DOCUMENT SEGMENT ▸
▽

I'd love to see a discussion of that.
Other Voices: G. Michael Bolser He maintains that the NG prices have been so weird that he believes there has been central bank kinds of interventions. He has a web business @ interventionalanalysis.com trying to find indicators of gov/banking meddling, and maintains this is especially true with precious metals. Could this be?
There is plenty of evidence of manipulation of gold prices, just hunt around the gold sites and you'll find opinion and some hard evidence. There is circumstantial evidence they intervened in oil markets when the Katrina spike hit, probably mostly to get their proxies out of a short hole. I know almost nothing about NG trades so won't comment on that. They are occasionally active on stocks to prevent significant falls. It's why they are known as the PPT (plunge protection team).
But the effects are much greater than their intervention. Just the awareness that the PPT may meddle changes market behavior quite significantly - it knows the risk in the 'bad' direction is more limited than in a 'true' market. 'Problems' will occur, however, should the PPT or whatever fail to hold the line, then the market may take real control and perhaps over-react.
The recent price breakout in gold may be an example. It's now about 20% higher than a few months back, the move happened quite fast, the 'controllers' didn't have the bullets to stop it so had to stand back and let it rip. They will be intervening already or soon, the price may drop back to $500 or even lower, then another upwards wave will force the price higher. Spotting that moment could be lucrative, getting it wrong, costly. I'd be looking to late March as a buying time for gold unless geopolitics intervene, I'd be selling just now.
Warm January saved winter gas supply
Here in the northeast, the weather has been so warm it's a scary. The pear tree outside my window budded in January. I think it's close to blossoming - or would be, if a nor'easter weren't blowing in this weekend.
The warm weather is not all good news. It means not much snow pack, which might mean drought this summer. And if the summer is also unusually warm, we'll be using up natural gas for air conditioning.
1. January was one of the warmest Januarys on record for much of the midwest and northeast. This pulled the rug out from under demand and allowed inventories to build.
2. The fall was dryer than usual in many grain growing areas, requiring less gas than usual to dry the crop for storage.
3. Some heavy industrial users of gas cut back their use because of the high prices. Supposedly fertilizer manufacturers, chemical companies, and some plastics manufacturers have cut back significantly. There have been some accounts of these companies selling their gas from forward contracts back into the spot market to make money.

△

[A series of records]
▽

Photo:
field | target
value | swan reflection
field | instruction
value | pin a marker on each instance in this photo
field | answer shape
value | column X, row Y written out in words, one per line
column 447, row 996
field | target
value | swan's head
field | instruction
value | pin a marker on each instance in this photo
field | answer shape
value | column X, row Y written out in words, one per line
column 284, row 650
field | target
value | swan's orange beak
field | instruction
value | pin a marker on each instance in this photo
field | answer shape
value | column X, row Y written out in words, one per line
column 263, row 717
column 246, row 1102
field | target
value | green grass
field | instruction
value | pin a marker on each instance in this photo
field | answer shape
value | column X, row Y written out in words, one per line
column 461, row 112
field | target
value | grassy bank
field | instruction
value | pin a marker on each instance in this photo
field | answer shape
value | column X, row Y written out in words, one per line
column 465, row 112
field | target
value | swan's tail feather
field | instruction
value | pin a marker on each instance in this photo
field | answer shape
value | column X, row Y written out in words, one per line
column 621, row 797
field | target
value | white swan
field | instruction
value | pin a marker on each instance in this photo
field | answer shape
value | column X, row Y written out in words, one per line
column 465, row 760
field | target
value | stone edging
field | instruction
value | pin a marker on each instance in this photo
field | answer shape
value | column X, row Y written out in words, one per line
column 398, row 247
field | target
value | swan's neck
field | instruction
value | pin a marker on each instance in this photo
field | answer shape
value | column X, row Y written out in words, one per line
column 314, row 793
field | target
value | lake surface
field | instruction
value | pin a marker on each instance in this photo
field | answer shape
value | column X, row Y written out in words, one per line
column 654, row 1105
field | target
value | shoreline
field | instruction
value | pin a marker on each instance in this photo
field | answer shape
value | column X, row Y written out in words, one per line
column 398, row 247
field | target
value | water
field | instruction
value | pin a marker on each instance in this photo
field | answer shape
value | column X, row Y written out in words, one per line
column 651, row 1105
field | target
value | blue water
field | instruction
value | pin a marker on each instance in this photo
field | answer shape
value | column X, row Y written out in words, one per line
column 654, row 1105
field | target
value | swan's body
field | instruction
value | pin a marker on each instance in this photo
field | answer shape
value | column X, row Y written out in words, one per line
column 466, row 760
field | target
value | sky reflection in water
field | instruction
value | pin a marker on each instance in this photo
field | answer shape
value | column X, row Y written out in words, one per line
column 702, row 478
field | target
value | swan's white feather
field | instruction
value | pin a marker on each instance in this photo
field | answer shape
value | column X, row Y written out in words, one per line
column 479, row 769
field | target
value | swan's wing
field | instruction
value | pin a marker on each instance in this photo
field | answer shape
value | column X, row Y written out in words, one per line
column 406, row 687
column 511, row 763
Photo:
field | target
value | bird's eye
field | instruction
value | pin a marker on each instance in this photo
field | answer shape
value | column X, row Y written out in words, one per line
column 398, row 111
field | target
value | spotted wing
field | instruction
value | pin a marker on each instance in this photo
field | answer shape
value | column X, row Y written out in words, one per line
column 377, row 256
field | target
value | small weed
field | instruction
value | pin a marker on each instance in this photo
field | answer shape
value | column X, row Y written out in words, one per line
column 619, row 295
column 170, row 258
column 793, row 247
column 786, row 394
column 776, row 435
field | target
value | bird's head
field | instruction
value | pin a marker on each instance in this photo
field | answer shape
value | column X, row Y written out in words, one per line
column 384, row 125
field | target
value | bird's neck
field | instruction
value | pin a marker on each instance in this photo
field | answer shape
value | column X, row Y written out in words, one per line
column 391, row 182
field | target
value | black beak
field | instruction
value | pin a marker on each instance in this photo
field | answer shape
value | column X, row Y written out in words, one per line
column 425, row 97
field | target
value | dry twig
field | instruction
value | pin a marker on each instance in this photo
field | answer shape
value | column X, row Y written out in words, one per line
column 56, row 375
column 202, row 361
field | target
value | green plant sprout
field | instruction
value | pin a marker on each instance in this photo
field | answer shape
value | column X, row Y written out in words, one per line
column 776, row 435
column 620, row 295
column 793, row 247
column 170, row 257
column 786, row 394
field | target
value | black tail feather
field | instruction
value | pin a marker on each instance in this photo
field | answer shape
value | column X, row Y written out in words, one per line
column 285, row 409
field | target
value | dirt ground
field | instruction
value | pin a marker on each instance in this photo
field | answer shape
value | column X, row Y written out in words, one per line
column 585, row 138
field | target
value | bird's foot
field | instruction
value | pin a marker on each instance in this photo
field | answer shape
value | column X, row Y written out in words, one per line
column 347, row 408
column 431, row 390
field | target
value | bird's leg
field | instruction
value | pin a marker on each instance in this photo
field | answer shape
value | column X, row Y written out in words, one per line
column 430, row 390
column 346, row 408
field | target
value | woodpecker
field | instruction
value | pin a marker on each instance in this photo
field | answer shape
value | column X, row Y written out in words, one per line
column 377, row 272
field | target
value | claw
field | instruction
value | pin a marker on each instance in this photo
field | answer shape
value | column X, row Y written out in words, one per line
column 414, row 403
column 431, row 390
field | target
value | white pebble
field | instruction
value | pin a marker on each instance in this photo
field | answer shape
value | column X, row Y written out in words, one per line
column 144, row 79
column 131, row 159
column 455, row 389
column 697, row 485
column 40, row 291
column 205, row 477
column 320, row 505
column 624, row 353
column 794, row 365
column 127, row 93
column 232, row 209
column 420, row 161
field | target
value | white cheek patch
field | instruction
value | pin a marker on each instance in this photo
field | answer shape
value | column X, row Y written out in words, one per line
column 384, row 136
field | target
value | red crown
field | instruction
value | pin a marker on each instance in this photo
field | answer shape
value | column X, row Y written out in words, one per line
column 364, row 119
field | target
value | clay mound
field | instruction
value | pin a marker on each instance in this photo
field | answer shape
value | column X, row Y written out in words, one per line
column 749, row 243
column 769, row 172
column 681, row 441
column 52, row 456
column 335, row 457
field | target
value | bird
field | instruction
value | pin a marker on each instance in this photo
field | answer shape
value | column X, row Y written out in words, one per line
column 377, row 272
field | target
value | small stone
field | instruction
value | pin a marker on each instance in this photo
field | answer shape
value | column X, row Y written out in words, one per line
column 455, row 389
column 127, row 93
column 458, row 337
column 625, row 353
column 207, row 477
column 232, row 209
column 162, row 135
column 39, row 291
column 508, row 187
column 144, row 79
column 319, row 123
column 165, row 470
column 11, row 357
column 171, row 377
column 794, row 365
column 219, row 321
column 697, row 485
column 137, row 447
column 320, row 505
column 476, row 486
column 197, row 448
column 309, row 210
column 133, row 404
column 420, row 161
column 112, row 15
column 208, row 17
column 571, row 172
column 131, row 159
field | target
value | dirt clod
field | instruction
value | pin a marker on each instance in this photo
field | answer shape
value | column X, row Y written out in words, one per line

△

PROBLEMS AND TASKS ▸
1. Reproduce verbatim the stretch of the gas and gold discussion from "2. The fall" through "to make money.".
2. In the gas and gold discussion, what name are the interveners in stocks known by?

EXPECTED RESPONSES ▸
1.
2. The fall was dryer than usual in many grain growing areas, requiring less gas than usual to dry the crop for storage.
3. Some heavy industrial users of gas cut back their use because of the high prices. Supposedly fertilizer manufacturers, chemical companies, and some plastics manufacturers have cut back significantly. There have been some accounts of these companies selling their gas from forward contracts back into the spot market to make money.

2. The PPT (plunge protection team).